(Provided entries Opens)
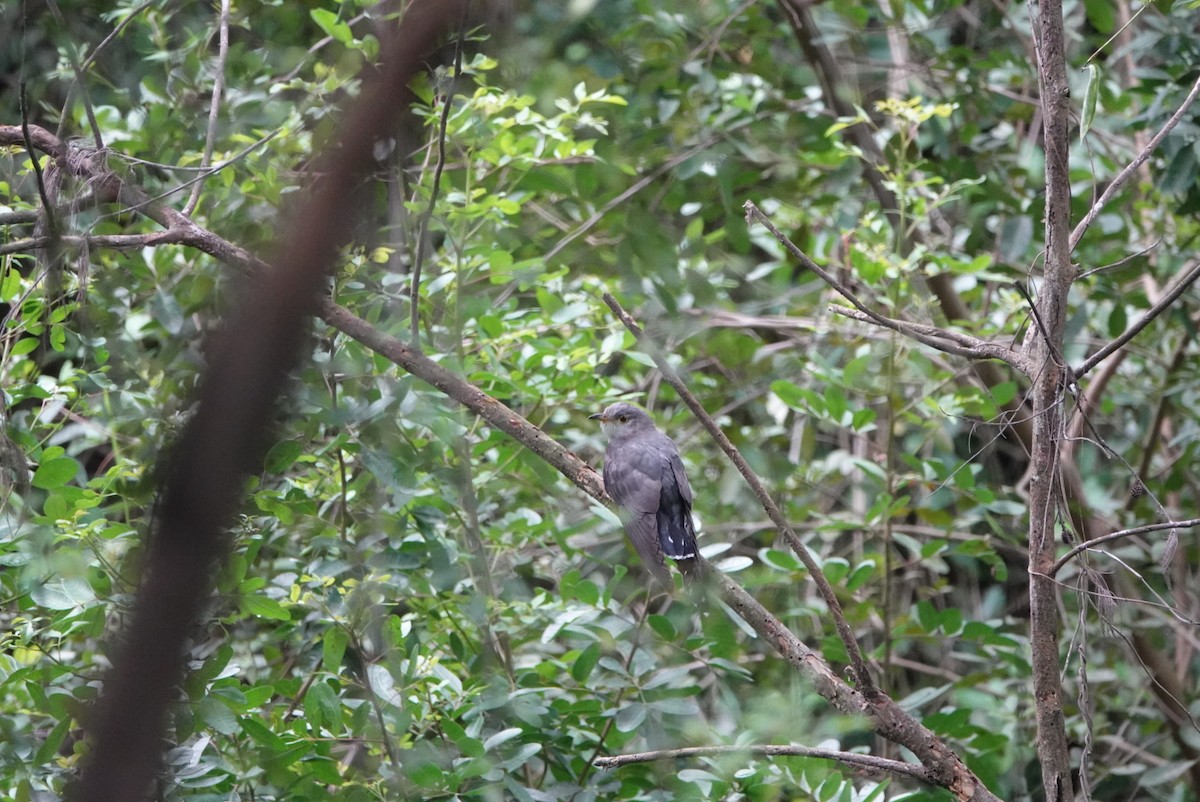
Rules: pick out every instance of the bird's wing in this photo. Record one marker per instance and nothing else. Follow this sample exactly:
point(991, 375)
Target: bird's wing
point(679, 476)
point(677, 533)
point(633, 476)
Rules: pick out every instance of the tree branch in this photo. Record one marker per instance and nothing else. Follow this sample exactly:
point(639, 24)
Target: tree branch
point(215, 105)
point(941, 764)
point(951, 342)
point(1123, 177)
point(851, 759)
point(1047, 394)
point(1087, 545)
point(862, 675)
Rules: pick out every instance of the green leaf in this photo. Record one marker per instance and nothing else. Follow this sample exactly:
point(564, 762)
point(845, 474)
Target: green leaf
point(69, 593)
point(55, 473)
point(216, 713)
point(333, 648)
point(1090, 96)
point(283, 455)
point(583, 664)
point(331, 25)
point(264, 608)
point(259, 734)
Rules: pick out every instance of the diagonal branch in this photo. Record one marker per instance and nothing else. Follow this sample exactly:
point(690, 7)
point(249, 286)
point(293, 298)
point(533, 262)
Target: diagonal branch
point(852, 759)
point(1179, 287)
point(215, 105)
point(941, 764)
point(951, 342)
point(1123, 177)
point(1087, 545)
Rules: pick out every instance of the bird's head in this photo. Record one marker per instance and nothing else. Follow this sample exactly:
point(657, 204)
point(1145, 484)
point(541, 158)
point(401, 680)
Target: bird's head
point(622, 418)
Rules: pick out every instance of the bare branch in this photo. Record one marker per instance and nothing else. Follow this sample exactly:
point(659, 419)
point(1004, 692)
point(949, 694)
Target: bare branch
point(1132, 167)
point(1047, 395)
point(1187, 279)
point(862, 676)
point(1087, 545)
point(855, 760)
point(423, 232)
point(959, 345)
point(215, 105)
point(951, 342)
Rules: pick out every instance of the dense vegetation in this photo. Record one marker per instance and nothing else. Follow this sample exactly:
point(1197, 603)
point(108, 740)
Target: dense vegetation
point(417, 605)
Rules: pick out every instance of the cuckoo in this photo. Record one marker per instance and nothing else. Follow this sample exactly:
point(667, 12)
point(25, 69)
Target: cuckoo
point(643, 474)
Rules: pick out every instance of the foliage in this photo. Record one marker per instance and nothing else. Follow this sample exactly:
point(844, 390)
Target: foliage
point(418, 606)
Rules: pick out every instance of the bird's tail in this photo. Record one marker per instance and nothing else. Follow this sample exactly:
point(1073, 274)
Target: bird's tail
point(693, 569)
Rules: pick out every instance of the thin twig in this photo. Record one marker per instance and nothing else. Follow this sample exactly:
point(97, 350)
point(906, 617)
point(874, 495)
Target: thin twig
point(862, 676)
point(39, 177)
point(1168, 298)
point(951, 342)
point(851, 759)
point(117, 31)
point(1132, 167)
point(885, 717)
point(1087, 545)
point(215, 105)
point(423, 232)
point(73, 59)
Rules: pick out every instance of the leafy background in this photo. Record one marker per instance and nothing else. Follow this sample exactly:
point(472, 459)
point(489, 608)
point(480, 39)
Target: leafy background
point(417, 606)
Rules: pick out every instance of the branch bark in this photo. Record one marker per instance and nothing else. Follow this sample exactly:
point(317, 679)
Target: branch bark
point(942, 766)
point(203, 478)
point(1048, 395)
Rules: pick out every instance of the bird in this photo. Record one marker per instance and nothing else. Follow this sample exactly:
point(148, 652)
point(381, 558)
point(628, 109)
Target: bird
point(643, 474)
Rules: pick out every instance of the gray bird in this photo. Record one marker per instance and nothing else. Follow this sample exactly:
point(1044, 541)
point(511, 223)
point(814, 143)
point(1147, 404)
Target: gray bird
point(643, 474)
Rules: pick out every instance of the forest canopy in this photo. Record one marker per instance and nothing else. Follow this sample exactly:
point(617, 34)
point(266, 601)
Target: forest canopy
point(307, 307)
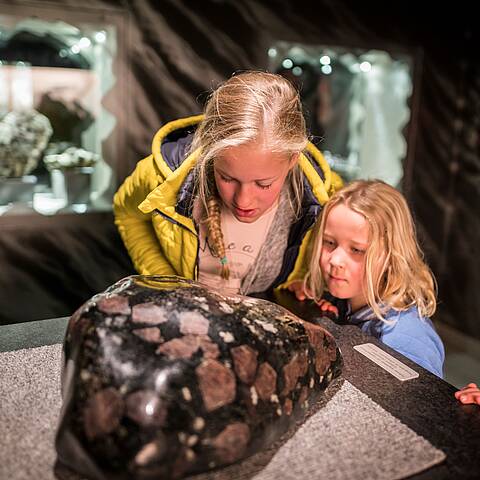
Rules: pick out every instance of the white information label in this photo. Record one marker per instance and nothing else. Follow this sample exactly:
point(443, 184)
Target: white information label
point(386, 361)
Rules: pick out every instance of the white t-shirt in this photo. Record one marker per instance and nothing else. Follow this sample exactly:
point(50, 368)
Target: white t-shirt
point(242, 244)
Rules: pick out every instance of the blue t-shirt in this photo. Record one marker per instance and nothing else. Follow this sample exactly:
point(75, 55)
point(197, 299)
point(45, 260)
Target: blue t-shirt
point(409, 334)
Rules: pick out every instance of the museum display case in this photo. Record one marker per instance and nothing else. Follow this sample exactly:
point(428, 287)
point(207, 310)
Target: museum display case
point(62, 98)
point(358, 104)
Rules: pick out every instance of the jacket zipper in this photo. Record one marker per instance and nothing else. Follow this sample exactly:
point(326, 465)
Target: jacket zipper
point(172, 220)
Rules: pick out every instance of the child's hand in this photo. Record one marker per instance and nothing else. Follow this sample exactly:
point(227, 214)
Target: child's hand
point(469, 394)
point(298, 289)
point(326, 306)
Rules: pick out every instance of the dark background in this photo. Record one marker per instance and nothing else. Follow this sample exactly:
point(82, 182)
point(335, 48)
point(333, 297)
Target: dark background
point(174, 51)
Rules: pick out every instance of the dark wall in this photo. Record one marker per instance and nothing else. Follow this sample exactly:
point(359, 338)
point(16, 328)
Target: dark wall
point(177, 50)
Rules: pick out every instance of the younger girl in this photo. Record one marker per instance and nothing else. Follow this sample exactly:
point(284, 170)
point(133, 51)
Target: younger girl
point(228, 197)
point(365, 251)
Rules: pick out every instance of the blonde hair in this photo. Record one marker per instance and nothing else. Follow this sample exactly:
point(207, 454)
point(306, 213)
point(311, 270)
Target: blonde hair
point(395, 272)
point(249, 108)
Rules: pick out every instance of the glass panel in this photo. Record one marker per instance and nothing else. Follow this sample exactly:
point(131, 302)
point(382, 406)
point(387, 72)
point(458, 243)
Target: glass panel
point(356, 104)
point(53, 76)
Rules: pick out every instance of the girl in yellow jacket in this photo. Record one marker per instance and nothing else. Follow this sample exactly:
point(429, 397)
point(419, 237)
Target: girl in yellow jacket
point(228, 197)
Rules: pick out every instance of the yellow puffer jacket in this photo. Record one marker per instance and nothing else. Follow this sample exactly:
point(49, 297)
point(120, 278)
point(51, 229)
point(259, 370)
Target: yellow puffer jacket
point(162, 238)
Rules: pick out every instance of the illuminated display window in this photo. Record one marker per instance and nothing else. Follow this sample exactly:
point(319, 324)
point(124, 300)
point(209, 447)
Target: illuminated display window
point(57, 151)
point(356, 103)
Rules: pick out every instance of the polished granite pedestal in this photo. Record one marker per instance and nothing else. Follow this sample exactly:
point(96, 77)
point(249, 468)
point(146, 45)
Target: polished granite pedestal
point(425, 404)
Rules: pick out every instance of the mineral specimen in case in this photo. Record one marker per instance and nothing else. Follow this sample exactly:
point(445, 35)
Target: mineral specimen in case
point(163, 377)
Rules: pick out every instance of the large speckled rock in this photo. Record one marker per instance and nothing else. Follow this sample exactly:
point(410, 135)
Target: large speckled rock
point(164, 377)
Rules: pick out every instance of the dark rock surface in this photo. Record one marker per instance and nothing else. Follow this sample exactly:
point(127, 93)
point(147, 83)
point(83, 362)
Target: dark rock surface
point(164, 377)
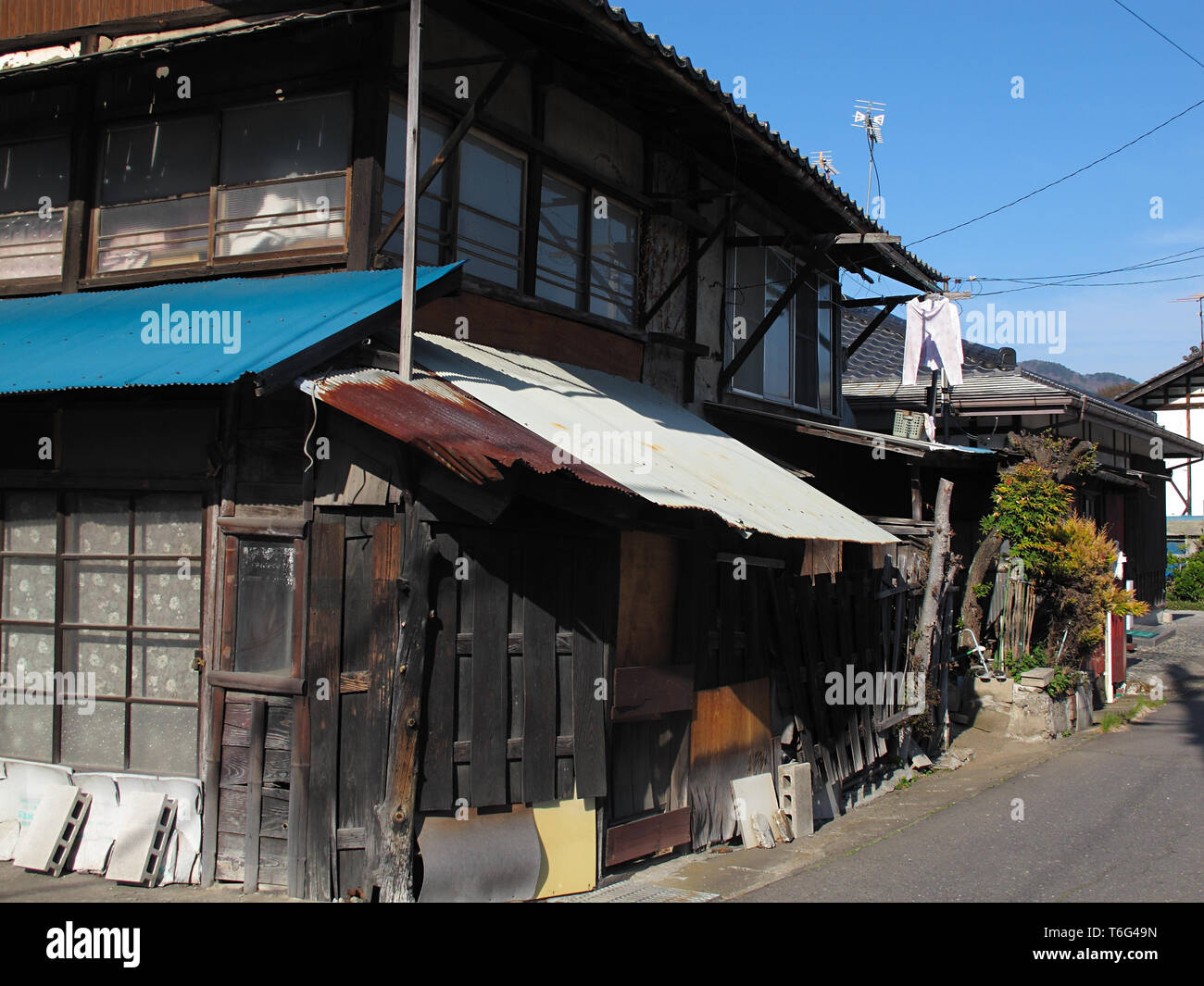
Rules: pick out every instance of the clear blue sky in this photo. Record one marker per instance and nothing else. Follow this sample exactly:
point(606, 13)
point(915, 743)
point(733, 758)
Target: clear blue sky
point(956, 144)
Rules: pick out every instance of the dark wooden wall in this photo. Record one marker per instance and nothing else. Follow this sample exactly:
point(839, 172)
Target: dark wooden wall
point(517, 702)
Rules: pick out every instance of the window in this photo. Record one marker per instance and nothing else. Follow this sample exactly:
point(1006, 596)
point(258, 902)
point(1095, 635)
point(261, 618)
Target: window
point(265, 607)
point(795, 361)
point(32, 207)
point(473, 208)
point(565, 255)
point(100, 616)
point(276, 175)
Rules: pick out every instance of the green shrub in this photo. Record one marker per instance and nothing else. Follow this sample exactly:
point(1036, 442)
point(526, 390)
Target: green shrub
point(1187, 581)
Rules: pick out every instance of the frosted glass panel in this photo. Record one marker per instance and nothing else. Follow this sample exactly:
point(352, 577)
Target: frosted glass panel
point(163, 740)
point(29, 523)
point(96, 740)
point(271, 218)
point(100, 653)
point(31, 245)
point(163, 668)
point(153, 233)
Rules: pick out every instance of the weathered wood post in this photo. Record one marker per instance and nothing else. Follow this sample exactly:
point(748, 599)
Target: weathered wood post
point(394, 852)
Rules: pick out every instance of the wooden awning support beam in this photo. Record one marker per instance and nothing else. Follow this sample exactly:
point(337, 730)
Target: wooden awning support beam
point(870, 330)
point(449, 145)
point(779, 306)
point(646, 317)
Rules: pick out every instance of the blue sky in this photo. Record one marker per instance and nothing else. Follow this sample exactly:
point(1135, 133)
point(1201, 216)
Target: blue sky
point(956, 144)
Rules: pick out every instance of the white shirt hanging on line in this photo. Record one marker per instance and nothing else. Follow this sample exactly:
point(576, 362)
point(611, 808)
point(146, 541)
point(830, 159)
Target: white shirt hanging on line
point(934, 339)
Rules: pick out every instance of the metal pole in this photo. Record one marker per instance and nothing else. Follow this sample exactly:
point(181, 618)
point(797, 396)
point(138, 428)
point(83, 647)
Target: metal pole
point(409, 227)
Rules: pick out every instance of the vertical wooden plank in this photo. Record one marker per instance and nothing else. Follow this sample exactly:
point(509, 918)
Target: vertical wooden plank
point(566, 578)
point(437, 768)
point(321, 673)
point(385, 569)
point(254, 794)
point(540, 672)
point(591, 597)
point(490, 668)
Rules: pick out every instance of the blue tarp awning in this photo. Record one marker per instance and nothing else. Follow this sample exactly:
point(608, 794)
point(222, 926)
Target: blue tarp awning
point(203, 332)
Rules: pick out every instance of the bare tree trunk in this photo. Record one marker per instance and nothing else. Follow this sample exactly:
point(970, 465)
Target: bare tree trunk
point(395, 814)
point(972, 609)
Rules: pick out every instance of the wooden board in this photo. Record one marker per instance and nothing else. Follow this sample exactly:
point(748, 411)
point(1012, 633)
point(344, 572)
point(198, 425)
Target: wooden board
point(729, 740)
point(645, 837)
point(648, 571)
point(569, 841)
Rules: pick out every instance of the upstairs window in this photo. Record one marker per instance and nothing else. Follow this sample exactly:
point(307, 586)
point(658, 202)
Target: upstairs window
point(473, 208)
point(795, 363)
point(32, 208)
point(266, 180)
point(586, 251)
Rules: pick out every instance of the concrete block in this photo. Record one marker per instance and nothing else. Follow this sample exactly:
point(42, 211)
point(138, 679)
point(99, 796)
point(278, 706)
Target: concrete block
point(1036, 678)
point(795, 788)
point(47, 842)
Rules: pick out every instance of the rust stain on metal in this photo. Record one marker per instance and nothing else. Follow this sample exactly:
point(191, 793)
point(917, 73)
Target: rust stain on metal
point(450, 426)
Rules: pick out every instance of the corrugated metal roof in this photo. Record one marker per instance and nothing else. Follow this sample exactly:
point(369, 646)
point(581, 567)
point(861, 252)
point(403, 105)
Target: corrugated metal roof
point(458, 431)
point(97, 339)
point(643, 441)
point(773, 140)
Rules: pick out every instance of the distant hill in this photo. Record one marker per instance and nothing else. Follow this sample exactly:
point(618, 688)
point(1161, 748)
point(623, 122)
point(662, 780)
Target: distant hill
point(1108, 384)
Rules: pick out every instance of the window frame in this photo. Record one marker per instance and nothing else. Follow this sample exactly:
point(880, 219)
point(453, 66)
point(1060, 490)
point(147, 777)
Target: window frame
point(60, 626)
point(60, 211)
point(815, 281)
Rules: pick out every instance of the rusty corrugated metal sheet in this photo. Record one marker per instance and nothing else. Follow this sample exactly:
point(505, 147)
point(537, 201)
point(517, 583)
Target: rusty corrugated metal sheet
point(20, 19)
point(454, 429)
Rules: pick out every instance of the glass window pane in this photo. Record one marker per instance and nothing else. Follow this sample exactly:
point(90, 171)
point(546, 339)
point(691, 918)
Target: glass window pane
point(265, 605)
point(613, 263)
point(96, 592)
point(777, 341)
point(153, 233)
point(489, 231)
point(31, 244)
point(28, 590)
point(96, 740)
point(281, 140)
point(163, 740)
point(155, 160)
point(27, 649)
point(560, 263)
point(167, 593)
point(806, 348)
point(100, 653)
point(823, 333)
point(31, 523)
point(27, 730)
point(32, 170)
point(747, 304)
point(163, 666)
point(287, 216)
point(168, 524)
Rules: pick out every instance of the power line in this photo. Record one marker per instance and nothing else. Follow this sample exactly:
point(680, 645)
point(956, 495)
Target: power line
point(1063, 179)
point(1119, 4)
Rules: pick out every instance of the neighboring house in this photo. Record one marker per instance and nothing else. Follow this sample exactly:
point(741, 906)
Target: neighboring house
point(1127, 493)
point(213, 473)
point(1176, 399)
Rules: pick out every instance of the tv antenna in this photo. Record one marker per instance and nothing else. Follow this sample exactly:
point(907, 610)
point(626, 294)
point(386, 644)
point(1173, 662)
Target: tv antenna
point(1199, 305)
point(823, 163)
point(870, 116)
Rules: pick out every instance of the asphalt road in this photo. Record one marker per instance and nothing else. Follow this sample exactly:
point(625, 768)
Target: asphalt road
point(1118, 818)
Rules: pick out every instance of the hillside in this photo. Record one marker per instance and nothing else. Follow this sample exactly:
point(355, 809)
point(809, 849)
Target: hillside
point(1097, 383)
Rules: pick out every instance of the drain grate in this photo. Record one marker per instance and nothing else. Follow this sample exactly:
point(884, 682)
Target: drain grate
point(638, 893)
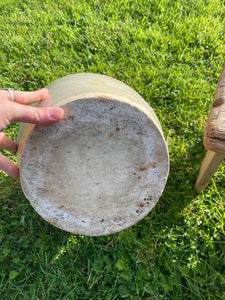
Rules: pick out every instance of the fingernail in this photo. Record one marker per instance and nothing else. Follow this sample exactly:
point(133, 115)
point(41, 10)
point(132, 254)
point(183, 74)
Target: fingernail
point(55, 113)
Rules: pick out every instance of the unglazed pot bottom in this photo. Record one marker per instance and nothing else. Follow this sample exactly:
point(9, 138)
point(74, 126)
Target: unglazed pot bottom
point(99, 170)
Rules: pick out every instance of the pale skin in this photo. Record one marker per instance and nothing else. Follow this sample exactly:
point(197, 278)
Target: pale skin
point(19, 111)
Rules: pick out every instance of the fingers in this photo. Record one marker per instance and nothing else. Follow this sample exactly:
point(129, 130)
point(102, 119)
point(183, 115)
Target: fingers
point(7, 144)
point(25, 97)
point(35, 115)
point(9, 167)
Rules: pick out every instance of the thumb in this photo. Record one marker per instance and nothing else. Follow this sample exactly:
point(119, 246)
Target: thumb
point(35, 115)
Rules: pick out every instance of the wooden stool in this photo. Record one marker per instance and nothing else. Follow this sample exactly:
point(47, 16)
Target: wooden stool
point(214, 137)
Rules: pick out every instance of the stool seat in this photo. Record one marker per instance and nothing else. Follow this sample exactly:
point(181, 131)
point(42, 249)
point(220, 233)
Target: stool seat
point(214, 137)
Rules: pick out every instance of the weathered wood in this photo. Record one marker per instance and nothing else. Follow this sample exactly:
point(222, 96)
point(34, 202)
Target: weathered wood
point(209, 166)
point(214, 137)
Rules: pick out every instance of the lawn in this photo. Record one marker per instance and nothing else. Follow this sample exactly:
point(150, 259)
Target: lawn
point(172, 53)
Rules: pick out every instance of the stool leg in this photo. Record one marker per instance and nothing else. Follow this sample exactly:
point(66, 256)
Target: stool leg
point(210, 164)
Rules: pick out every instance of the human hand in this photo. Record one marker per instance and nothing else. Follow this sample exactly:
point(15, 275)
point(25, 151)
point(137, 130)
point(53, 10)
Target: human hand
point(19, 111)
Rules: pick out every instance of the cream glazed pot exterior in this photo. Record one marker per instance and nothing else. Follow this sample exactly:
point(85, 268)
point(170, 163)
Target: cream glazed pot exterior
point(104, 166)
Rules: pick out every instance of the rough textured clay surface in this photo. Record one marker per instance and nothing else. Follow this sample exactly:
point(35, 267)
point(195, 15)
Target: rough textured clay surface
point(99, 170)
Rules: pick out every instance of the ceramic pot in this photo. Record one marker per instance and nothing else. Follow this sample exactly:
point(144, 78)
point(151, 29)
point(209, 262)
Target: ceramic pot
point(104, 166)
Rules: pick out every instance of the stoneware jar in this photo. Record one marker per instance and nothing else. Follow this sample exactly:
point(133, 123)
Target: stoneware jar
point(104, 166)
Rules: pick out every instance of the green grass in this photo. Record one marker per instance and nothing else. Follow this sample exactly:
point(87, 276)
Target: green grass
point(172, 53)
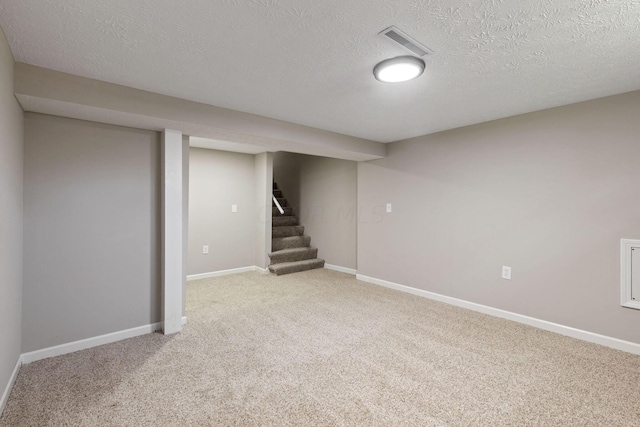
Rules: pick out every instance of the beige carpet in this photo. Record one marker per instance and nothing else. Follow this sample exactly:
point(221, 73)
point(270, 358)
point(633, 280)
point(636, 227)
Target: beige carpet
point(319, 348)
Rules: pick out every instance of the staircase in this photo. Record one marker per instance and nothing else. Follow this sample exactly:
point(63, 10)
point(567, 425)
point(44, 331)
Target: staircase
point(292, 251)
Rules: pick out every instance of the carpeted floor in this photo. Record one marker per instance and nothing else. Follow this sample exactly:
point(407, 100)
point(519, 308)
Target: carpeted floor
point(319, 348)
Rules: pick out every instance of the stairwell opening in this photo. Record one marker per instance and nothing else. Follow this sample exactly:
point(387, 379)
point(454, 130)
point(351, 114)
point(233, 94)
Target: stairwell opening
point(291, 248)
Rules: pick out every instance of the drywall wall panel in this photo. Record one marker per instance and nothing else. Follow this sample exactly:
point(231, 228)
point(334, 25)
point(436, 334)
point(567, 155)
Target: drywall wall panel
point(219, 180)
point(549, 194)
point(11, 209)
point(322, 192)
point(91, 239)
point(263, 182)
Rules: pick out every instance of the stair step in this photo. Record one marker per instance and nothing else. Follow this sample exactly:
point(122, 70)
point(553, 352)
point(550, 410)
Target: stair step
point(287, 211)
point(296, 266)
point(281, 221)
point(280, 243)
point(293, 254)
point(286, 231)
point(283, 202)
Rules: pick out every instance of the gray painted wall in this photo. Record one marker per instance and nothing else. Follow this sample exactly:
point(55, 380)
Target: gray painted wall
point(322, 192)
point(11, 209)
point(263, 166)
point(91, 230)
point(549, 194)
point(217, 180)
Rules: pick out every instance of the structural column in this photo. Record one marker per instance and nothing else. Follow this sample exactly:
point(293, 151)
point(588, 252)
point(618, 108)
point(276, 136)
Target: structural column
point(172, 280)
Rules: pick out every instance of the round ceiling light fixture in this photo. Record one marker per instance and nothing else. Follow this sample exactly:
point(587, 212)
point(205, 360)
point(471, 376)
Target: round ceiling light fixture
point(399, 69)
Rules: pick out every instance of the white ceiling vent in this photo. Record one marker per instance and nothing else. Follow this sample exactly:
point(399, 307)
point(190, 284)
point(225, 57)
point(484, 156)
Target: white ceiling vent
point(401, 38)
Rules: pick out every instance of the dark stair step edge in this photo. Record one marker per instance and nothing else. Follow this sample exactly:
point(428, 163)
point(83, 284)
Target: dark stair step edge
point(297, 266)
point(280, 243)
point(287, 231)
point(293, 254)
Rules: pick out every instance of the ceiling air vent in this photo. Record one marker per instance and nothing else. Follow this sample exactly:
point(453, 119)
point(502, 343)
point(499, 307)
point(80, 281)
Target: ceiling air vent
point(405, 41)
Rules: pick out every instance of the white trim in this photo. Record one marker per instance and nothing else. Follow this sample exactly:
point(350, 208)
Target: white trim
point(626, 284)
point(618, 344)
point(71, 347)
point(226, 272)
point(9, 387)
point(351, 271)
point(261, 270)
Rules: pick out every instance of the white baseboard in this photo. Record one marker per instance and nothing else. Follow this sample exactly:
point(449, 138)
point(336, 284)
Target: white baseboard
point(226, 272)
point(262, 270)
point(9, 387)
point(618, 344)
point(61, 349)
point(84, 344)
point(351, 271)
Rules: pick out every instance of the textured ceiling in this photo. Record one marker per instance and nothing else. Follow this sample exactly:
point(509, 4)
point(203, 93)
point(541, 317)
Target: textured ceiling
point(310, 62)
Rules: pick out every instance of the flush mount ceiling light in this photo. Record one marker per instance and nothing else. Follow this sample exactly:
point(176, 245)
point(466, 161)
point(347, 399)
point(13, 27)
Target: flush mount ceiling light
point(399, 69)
(Provided entries Closes)
Instructions for the task :: Using the data above, extract exactly the lines from the one that holds "Target: blue sky" to the one that holds "point(1012, 633)", both ends included, and no others.

Answer box ::
Target: blue sky
point(956, 144)
Rules: pick out every instance of the white shirt hanging on line in this photo. Record one marker per instance and nothing else. Follow this sample exactly:
point(576, 362)
point(611, 808)
point(146, 541)
point(830, 159)
Target: white shirt hanging on line
point(934, 339)
Rules: pick out every instance of the metal pole in this photo. Record one marker per instance and nothing else. Follow this sample exactly:
point(181, 618)
point(797, 396)
point(138, 428)
point(83, 647)
Target: metal pole
point(409, 227)
Rules: pick out every instance of the vertical wooden plank in this photo. Record one marker per instance and nothing else. Follow this sample exactly:
point(509, 918)
Target: vertical wooden plank
point(566, 578)
point(437, 768)
point(321, 673)
point(385, 569)
point(254, 794)
point(540, 672)
point(591, 597)
point(490, 668)
Rules: pick out every instance of the blue tarp awning in this photo. Record one marker per instance and nothing else. Follow this sample exactly:
point(608, 794)
point(222, 926)
Target: blue tarp awning
point(203, 332)
Rules: pick out every instance of the bare tree trunk in this photo. Record one marker per instance and nothing else. Follow this sample exactly:
point(970, 465)
Target: bare tree trunk
point(395, 814)
point(972, 609)
Rules: pick out every instance of the wooden board in this photo. Record one marker per instance and nothing else. Follow this sample exactly:
point(748, 411)
point(1012, 633)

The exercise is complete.